Dataset entries
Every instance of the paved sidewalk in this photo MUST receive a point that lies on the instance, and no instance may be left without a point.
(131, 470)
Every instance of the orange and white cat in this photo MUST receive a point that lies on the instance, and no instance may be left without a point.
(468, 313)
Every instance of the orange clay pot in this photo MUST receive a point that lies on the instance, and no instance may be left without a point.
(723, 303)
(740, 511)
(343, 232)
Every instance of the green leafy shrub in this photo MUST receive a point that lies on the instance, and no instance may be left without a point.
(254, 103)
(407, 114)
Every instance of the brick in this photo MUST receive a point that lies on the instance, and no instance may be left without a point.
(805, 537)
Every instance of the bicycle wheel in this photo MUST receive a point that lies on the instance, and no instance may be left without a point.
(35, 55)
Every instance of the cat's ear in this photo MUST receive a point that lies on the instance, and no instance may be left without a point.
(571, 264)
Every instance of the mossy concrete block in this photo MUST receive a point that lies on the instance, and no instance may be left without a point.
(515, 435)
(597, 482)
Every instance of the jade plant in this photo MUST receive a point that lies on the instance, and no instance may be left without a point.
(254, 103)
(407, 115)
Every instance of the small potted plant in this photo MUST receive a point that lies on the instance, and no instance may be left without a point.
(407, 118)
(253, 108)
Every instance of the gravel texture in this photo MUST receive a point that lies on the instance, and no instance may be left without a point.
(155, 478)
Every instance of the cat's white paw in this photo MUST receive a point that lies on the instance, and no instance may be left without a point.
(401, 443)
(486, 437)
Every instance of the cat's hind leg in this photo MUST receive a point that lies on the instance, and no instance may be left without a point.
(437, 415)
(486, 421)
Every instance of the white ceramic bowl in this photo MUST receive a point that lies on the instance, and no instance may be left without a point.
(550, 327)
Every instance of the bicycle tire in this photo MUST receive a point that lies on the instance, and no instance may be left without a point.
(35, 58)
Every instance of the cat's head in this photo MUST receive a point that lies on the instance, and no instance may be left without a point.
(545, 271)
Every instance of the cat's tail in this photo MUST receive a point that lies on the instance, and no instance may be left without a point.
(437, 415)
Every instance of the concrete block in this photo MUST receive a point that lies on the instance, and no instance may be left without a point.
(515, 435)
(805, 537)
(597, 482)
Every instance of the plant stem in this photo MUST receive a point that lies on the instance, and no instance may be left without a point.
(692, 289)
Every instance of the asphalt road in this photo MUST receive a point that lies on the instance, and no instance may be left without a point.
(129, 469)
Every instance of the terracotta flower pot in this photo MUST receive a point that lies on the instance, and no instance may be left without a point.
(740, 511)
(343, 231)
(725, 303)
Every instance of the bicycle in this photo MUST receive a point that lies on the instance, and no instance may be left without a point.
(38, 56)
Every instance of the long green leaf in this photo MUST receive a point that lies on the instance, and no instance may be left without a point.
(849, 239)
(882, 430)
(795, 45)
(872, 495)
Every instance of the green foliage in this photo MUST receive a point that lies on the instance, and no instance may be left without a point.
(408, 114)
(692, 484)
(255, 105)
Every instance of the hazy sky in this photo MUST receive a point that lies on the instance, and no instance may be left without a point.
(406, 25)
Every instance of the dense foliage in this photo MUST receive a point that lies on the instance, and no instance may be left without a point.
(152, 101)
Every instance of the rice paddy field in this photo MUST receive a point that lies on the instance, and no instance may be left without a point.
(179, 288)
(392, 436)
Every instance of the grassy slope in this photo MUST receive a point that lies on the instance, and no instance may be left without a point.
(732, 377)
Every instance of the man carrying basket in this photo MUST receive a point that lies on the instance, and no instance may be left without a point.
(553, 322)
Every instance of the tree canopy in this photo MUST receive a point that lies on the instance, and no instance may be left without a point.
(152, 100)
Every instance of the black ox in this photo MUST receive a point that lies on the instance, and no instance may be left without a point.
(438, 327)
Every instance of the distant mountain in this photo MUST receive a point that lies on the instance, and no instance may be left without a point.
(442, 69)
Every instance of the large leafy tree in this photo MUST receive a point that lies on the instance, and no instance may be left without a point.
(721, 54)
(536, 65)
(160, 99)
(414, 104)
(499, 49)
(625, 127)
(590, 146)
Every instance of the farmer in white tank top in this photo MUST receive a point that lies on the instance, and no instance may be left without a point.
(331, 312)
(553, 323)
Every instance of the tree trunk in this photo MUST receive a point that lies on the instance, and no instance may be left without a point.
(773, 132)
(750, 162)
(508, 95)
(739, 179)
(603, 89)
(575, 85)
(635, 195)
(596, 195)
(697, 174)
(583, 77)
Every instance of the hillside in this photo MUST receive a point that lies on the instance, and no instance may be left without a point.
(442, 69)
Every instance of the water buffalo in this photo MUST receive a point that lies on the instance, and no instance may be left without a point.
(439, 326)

-- Task description --
All of the records above need to be printed again exactly as they appear.

-- Finished exercise --
Every instance of the paved sidewalk in this photo MUST receive a point that lies on the instance, and no instance may be left without a point.
(131, 470)
Every instance of the orange and white cat in this photo MUST receive a point that lies on the instance, and no instance may be left without a point.
(468, 313)
Every instance of the orange clay pot in this photo MUST receive a point that lies on the instance, and no instance may be left without a point.
(723, 303)
(740, 511)
(343, 232)
Every instance of the green leafy shrub in this photo MUST receive a point that lies on the instance, and no instance may be left without a point.
(254, 103)
(407, 114)
Every instance of the brick in this photo MUST receive a point that lies on the instance, and no instance may be left without a point.
(805, 537)
Every instance of the bicycle wheel in this photo MUST receive a point that lies on the instance, and no instance may be left without a point.
(35, 55)
Every instance of the cat's ear in this photo MUST receive a point that lies on the instance, and no instance may be left without a point.
(571, 264)
Every instance of the mossy concrete block in this photo MUST receive a point that lies on the instance, and no instance may be left without a point.
(515, 435)
(597, 482)
Every instance of the jade plant in this photo MUST receive a point that lies on the instance, and no instance may be left without a point.
(254, 103)
(407, 115)
Every instance of the small potted plant in this photo MUST receive a point that lies on the instance, and no instance may be left without a point.
(407, 118)
(253, 108)
Every instance of the gravel texture in this photo MUST receive a point that lies on the instance, and no instance may be left without a point.
(155, 478)
Every instance of the cat's white paw in this photo MUST receive a point that lies on the instance, and no instance may be left without a point.
(401, 443)
(486, 437)
Every instance of the cat's hind leg in this photo MUST receive a point that lies on the instance, and no instance may be left without a point.
(437, 415)
(486, 421)
Every instance of the white ceramic bowl in this photo MUST receive a point that lies on the instance, and no instance may be left without a point.
(550, 327)
Every instance of the bicycle tire in this photo MUST receive a point that lies on the instance, and no instance may be left without a point.
(35, 58)
Every instance of the cat's head in this photo MUST receive a point that lies on the instance, and no instance may be left without a point.
(545, 271)
Every instance of the cat's tail in this photo MUST receive a point that lies on the instance, and no instance may be left without a point.
(437, 415)
Every instance of the concrete block in this photo MUST receive a point that lies on the instance, and no instance may be left without a point.
(515, 435)
(805, 537)
(597, 482)
Every instance of the plant stem in this photo MUST receive a point that lies on the instance, and no instance may be left without a point.
(692, 289)
Every instance of the asphalt road in this photo MUST receive a point that lies on the instance, and no instance may be left without a point.
(129, 469)
Every instance of the terracotta flower pot in this photo MUST receive a point that lies on the instance, and no instance may be left without a point.
(740, 511)
(343, 231)
(725, 303)
Every instance of the bicycle in this photo MUST receive a point that lies on the instance, and no instance may be left without a point.
(38, 56)
Every instance of the long green leaf in this photo MUST receive a point that lies on the instance, and no instance may be left without a point.
(849, 239)
(882, 430)
(795, 45)
(872, 495)
Every instance of the green foliage in this photo MUST receive a point that lies on the instance, and no instance may be left without a point.
(408, 114)
(692, 484)
(255, 105)
Every instance of the hazy sky in this photo MUST receive a point that lies on the instance, and no instance may be left without a point.
(406, 25)
Every instance of the dense foliage in this photo MUST receive a point that lies on the instance, and no instance may be left without a point.
(152, 101)
Every instance of the rice paddy field in this photo MUST receive a point that lies on the instance, and no instance may be left without a point.
(179, 288)
(392, 436)
Every instance of the grassy slope in this photo MUST receive a point that lies on the instance, and no instance may be left without a point.
(732, 377)
Every instance of the man carrying basket in this photo MUST receive a point that lies on the instance, and no instance may be left without a point.
(553, 322)
Every instance of the tree canopy in this photo MUST receive a point that lies on the instance, and no instance may be left without a point.
(152, 100)
Every instance of the black ox in this photo MUST receive a point that lies on the instance, and no instance may be left without a point.
(438, 327)
Every instance of the distant mountain in this photo MUST receive a point that lies on the instance, and no instance may be left without a point.
(442, 69)
Every instance of the large leafy tree in this photo MUST receive a point that lies on the instance, and no instance may be left without a point.
(721, 54)
(536, 65)
(160, 99)
(414, 104)
(499, 49)
(625, 127)
(590, 146)
Every instance of the farmer in white tank top in this photo MUST receive a point that lies on the instance, and no instance may be left without a point.
(331, 312)
(553, 323)
Every instance of the tree trunk in this photo MUST receive a point that lies on the instance, and no instance may be left without a point.
(773, 132)
(750, 162)
(508, 95)
(739, 179)
(603, 89)
(575, 85)
(635, 195)
(596, 195)
(697, 174)
(583, 77)
Every instance of the hillside in this photo MUST receive a point that lies on the instance, and no instance may be left without a point.
(442, 69)
Every instance of the water buffalo in this photo MUST receive a point that lies on the instance, and no instance may be left without a point.
(439, 326)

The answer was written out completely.